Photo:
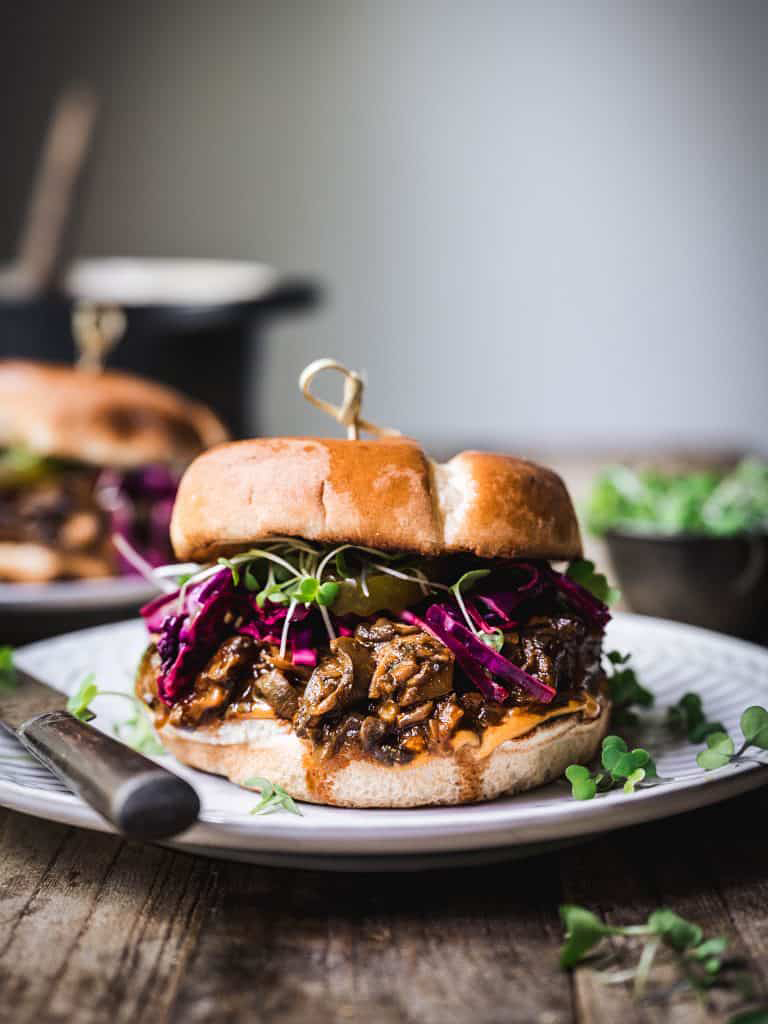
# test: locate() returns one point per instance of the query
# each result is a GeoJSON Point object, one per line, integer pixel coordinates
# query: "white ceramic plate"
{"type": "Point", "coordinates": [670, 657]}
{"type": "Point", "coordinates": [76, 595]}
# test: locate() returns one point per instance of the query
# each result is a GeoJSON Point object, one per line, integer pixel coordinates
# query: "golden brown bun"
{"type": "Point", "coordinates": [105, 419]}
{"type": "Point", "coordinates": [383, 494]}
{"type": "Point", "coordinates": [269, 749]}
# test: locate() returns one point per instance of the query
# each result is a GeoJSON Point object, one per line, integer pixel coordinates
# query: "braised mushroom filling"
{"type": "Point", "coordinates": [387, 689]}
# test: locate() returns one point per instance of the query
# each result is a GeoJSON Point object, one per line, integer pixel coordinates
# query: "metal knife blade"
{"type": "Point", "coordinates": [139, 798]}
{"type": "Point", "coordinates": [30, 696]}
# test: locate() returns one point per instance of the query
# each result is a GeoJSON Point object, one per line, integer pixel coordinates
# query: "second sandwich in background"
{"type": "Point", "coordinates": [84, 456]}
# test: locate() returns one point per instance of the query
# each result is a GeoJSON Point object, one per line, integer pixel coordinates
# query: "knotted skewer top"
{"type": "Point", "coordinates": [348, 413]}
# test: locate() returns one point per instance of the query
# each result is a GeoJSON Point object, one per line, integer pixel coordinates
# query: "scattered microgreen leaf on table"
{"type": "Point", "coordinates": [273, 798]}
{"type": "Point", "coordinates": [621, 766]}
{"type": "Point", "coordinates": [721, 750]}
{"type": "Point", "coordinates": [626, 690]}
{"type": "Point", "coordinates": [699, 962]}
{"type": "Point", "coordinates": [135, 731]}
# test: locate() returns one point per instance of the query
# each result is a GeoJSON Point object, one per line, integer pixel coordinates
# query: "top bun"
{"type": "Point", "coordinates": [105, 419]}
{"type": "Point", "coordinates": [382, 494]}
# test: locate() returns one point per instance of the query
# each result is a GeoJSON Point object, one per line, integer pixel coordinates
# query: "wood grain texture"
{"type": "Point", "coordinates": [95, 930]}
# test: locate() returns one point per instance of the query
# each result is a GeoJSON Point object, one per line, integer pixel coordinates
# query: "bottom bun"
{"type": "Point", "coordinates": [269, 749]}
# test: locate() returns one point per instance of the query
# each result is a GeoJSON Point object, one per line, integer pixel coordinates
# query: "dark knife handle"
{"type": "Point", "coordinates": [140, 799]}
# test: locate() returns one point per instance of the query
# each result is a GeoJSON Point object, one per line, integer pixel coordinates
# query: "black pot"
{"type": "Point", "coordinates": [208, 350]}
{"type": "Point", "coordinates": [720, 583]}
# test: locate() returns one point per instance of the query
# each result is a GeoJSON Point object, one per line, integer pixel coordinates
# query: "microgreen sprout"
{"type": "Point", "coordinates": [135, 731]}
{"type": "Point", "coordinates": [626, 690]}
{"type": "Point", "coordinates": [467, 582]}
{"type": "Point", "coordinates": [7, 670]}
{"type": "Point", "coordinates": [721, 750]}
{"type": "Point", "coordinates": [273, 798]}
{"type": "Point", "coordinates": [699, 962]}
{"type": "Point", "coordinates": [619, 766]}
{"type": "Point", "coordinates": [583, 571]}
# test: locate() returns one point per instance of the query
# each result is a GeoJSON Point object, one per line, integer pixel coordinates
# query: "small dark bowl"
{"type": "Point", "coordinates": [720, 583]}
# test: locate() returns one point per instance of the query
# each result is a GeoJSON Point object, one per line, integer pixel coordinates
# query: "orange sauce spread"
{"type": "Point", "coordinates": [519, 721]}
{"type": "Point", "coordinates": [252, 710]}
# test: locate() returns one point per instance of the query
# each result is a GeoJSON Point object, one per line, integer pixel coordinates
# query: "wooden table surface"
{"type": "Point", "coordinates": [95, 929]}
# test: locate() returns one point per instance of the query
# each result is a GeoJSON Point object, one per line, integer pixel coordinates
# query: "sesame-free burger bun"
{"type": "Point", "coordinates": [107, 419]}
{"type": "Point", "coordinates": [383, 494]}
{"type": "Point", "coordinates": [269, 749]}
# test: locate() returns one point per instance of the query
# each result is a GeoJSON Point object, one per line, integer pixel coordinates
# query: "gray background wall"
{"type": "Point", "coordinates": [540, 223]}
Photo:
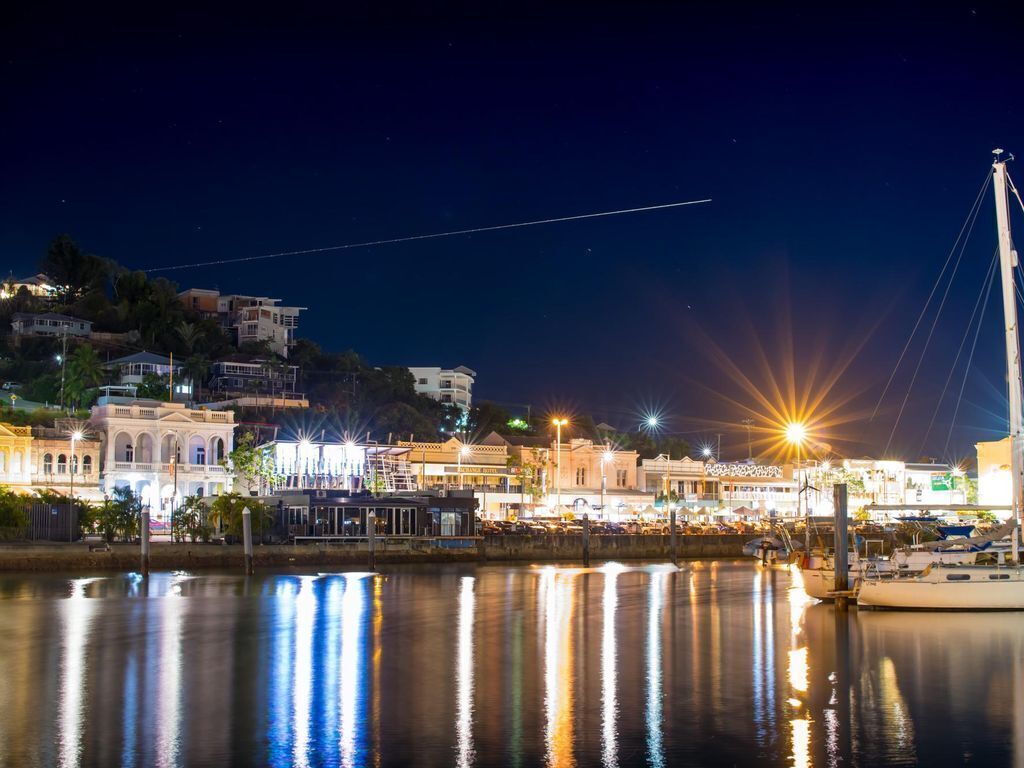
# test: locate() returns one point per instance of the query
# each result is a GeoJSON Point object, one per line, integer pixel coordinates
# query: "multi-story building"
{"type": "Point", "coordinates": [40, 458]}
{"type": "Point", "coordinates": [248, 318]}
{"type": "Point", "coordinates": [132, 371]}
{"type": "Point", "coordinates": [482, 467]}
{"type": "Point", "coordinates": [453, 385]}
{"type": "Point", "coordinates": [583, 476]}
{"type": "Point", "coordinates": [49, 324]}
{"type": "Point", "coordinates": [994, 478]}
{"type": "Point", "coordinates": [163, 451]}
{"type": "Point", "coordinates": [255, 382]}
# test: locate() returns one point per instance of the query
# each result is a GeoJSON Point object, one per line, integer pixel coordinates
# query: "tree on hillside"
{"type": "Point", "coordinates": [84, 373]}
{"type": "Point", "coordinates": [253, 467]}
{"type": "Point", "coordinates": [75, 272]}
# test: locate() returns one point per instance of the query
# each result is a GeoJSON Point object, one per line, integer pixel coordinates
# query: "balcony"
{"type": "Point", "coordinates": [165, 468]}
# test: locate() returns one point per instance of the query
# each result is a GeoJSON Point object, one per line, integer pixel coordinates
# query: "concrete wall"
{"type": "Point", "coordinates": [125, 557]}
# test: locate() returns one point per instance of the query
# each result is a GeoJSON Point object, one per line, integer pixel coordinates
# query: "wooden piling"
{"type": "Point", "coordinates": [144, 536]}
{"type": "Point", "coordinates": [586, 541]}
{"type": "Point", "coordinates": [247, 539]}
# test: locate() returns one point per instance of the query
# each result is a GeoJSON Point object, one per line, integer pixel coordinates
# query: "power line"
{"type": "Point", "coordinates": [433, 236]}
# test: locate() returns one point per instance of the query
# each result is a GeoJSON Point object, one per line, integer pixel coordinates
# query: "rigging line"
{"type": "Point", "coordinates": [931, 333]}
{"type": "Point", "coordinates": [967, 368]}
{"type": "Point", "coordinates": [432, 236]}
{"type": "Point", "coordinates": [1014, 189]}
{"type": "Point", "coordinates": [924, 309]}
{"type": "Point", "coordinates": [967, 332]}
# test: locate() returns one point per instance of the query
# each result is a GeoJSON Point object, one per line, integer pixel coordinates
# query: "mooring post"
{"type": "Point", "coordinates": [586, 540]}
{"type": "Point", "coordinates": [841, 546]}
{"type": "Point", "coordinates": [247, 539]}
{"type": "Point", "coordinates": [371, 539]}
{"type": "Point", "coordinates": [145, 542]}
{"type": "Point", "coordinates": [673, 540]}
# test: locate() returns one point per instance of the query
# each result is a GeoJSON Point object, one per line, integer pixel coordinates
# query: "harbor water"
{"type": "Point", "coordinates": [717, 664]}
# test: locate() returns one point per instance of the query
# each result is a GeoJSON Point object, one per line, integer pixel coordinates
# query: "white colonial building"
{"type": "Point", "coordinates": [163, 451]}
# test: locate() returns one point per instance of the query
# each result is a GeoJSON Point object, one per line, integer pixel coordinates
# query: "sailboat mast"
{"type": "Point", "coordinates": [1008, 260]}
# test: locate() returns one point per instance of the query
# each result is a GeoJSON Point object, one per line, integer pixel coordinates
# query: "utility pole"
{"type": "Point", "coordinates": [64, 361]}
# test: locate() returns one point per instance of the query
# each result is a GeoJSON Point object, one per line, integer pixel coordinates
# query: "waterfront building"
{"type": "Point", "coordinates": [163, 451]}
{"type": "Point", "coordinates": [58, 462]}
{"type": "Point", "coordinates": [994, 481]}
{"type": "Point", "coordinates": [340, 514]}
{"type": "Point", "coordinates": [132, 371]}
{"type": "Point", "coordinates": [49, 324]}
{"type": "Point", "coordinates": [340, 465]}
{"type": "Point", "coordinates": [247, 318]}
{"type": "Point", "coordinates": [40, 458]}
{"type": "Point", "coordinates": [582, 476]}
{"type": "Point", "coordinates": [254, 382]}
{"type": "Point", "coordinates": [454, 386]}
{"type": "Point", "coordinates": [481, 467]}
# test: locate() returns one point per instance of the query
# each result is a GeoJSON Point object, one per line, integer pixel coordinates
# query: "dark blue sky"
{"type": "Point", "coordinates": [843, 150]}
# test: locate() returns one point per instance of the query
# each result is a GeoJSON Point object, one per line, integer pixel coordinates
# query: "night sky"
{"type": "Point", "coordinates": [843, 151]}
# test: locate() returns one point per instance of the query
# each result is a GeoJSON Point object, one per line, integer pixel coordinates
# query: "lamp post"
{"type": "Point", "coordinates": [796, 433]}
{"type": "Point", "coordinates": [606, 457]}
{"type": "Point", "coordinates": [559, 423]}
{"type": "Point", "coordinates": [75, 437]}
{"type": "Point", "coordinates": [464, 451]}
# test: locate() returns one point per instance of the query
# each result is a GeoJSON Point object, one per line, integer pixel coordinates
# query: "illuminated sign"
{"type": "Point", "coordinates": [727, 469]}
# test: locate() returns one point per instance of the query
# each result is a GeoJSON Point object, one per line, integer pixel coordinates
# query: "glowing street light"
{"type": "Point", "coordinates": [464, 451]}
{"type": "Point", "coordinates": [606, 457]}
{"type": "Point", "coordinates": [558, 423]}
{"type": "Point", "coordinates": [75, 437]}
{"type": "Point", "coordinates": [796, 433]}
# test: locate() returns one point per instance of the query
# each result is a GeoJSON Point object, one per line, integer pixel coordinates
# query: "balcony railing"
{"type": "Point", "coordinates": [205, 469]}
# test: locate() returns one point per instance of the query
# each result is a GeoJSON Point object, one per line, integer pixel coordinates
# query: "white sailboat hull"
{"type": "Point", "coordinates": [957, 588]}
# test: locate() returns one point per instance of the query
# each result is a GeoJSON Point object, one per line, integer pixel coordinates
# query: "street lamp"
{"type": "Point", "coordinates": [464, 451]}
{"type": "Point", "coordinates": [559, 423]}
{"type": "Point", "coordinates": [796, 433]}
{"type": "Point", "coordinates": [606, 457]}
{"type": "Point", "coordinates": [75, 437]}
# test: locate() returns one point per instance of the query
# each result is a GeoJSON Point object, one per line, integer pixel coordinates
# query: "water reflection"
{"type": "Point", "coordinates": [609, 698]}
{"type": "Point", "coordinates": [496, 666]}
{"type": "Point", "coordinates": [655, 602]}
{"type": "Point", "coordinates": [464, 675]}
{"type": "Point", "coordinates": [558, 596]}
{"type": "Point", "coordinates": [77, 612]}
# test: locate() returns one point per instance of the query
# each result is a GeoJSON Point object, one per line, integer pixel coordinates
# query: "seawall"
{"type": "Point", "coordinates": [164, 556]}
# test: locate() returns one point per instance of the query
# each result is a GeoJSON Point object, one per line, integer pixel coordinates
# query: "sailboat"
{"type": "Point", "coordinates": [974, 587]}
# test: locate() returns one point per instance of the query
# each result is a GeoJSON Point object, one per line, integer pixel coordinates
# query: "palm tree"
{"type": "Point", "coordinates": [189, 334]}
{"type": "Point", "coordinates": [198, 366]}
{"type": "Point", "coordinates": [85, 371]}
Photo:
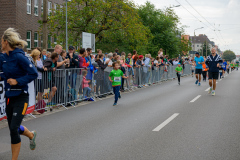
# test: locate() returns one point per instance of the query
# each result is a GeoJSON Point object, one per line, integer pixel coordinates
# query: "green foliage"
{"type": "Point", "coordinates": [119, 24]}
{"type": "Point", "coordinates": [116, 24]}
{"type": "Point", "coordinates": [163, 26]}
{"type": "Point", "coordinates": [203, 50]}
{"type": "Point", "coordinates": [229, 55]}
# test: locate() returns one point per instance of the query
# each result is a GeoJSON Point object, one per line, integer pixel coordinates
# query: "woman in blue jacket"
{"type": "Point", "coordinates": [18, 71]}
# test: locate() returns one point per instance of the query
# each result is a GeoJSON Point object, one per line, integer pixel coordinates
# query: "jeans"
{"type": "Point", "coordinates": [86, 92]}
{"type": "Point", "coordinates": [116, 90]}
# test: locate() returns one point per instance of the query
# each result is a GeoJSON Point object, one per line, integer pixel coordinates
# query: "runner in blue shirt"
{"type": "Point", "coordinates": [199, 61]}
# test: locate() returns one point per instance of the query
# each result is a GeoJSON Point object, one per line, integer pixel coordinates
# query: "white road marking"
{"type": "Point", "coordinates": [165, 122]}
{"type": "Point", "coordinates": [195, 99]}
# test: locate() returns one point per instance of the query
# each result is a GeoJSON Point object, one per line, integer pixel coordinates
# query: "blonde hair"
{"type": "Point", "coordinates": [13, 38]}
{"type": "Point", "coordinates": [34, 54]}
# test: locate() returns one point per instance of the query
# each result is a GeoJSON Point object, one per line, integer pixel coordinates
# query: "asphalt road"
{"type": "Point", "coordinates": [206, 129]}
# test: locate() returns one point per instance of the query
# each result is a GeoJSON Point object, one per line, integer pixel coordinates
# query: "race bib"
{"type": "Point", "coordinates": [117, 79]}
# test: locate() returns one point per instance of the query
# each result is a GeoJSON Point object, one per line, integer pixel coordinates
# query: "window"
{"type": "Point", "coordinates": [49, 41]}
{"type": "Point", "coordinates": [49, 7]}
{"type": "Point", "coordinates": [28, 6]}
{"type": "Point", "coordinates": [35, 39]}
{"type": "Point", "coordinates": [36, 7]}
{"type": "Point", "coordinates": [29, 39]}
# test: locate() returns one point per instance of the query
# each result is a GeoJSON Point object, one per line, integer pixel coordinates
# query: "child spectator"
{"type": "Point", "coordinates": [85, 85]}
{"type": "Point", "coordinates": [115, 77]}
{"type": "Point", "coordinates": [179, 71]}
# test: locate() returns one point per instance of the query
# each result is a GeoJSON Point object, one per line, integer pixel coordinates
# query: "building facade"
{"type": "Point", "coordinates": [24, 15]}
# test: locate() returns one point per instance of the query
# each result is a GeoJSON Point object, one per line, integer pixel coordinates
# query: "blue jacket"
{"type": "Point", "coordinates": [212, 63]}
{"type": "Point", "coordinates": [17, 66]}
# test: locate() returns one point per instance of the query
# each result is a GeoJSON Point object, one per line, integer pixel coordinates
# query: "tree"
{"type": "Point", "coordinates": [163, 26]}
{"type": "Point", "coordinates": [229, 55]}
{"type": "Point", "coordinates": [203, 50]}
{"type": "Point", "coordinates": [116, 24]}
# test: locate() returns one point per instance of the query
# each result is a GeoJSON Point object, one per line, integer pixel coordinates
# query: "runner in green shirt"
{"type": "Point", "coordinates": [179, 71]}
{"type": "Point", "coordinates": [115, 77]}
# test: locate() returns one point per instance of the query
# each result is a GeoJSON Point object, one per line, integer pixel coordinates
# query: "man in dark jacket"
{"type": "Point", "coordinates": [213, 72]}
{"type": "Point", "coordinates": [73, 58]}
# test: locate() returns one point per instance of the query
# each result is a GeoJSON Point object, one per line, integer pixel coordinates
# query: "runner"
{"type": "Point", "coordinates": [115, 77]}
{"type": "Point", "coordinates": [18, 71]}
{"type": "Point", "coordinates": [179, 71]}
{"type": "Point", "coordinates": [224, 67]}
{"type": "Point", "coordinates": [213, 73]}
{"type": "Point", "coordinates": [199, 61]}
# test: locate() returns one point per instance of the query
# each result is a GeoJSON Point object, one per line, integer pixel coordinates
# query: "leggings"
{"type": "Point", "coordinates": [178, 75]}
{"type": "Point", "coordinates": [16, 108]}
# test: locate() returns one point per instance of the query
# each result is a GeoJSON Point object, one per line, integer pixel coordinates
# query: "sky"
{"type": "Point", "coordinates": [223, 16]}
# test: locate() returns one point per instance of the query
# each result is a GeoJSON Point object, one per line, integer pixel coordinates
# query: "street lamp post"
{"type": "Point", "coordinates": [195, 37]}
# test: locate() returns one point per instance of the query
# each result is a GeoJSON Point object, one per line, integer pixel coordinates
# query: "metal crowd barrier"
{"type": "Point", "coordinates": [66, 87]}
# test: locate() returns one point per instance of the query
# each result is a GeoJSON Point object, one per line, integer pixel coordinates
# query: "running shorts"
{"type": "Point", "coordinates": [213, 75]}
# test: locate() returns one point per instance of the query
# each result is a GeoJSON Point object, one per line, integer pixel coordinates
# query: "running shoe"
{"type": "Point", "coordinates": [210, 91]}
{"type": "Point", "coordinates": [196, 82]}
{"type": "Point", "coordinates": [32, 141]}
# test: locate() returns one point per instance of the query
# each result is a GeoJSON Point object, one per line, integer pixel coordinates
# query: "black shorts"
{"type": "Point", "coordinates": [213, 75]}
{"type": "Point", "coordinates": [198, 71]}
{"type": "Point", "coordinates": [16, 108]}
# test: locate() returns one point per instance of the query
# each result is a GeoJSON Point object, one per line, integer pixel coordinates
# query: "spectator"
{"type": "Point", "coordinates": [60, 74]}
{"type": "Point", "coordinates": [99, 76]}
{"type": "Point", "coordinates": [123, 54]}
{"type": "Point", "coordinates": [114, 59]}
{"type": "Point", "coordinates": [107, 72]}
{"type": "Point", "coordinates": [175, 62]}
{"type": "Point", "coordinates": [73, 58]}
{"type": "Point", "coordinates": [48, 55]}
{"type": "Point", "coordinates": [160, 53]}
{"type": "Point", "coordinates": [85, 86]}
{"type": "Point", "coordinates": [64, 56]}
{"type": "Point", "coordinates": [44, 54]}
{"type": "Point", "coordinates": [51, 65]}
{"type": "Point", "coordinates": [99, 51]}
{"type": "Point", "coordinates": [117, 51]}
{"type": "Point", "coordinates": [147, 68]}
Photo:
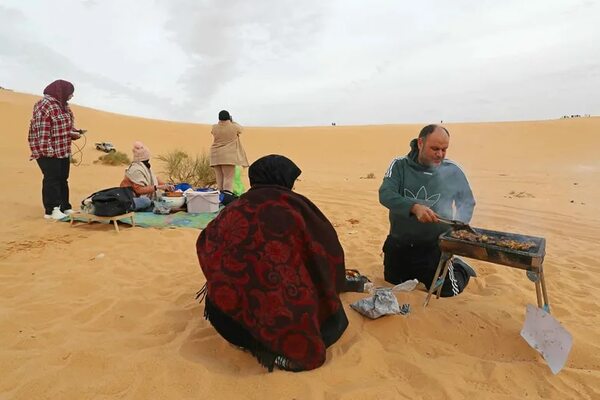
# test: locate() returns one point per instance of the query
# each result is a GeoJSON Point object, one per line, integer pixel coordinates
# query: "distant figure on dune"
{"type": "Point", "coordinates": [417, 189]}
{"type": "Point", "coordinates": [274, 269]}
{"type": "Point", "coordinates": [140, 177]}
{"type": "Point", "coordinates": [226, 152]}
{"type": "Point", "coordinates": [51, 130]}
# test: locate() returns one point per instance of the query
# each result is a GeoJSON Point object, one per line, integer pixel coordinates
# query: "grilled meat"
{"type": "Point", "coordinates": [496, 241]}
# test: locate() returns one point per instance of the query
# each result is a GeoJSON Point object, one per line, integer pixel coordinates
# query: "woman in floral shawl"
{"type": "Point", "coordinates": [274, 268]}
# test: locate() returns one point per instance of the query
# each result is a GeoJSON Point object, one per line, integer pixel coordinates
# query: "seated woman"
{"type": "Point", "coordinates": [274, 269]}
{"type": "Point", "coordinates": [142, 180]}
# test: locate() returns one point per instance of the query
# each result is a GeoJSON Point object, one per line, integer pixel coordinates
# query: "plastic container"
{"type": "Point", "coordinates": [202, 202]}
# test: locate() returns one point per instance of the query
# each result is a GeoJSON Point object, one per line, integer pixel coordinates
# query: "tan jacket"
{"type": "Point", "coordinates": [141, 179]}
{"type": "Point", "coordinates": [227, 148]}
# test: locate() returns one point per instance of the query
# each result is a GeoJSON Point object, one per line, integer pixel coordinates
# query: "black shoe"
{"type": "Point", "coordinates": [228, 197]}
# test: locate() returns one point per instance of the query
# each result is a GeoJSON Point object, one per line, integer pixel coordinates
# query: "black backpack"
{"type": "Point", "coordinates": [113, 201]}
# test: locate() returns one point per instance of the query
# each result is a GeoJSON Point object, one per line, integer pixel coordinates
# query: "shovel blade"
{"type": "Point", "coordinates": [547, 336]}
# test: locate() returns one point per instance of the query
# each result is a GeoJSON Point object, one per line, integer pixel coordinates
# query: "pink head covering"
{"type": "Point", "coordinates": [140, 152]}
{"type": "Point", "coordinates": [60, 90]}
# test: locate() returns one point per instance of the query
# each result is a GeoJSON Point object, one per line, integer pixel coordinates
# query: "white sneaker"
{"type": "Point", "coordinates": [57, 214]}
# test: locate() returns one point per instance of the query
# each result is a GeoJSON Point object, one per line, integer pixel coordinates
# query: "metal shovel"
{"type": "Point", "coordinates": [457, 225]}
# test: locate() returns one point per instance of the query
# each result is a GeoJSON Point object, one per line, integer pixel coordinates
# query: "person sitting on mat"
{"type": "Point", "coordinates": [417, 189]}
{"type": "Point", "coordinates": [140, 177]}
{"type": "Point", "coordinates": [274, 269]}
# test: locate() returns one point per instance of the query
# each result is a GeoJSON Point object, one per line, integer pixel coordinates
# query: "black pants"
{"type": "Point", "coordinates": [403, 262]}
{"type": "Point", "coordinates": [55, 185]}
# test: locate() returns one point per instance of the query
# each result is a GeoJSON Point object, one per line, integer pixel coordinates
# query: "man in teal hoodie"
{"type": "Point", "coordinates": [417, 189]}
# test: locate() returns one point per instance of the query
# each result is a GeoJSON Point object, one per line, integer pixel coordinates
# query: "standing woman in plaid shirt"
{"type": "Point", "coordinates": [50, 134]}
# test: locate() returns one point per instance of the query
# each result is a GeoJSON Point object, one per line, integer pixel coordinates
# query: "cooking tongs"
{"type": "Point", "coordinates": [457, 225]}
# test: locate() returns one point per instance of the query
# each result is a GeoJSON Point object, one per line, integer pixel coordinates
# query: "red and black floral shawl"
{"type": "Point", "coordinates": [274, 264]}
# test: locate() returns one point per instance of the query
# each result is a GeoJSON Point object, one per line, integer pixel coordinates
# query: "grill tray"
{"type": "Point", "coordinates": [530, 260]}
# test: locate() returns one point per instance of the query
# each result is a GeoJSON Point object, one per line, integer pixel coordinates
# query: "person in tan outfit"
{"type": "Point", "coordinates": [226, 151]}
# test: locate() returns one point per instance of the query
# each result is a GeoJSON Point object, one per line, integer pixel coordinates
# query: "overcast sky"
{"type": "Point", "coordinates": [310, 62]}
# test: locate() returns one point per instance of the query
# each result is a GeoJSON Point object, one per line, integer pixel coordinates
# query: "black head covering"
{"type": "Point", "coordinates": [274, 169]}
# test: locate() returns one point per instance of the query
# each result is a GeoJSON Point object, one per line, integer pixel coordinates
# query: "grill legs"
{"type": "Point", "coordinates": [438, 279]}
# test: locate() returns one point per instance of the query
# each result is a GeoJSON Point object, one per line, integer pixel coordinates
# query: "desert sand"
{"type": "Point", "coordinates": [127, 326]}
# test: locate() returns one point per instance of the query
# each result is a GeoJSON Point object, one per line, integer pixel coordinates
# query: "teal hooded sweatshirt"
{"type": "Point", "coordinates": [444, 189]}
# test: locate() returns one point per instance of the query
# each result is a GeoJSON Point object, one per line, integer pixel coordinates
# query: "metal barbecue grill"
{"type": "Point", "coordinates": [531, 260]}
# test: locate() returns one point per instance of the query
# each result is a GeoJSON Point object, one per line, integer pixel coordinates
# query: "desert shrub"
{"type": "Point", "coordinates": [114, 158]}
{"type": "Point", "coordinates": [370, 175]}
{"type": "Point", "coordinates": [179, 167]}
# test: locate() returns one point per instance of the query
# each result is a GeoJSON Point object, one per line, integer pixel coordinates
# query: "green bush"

========================================

* [WHAT TO WORK ON]: State only how many lines in the records contain the string "white". The match is case-sensitive.

* [THE SOLUTION]: 5